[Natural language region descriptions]

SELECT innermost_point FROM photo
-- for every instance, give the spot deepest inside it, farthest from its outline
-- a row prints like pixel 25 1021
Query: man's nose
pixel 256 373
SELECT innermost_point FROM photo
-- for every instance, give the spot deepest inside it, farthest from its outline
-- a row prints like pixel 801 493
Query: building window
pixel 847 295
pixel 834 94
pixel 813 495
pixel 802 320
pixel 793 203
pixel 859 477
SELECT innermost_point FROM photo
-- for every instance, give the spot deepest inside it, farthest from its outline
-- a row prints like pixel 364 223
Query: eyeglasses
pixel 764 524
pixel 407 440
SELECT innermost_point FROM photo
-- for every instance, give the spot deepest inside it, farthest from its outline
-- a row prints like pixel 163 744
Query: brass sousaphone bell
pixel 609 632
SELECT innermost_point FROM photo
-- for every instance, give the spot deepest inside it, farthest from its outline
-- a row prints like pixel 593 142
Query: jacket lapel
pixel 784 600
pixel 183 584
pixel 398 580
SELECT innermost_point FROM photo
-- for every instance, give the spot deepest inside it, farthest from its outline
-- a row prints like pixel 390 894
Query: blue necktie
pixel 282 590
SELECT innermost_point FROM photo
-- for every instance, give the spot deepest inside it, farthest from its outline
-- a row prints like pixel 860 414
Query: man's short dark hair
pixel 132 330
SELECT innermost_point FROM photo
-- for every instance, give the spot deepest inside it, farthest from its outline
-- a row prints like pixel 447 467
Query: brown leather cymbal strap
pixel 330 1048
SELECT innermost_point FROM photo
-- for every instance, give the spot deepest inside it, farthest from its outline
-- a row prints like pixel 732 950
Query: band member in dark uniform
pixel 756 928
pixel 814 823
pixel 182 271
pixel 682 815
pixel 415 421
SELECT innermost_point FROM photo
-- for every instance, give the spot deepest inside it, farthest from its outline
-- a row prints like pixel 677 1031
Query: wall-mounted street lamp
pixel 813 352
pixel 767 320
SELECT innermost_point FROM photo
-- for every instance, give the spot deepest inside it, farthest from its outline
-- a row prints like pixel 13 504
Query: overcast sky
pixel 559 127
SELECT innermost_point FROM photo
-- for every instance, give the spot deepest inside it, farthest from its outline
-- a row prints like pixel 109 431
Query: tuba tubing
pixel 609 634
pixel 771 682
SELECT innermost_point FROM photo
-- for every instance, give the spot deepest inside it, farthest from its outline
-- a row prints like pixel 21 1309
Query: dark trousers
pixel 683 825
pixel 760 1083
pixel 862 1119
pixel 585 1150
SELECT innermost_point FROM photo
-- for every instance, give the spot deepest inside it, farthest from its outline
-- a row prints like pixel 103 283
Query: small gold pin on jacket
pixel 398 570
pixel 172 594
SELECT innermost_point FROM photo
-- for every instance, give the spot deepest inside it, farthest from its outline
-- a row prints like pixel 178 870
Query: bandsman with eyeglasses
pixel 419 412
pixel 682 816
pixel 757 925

- _Activity_:
Starting from the top of the records and ending at the line that contains "-- a row prints like pixel 801 493", repeat each line exactly and return only those lines.

- _Result of this task_:
SELECT innermost_point FROM photo
-- for every instance, give the spot deepest inside it, farthest from its outline
-- a row prints like pixel 25 1021
Query: man's nose
pixel 256 373
SELECT innermost_point FROM photo
-- for every instance, give the spot deepest inside it, farthest from its outline
-- a row prints like pixel 801 493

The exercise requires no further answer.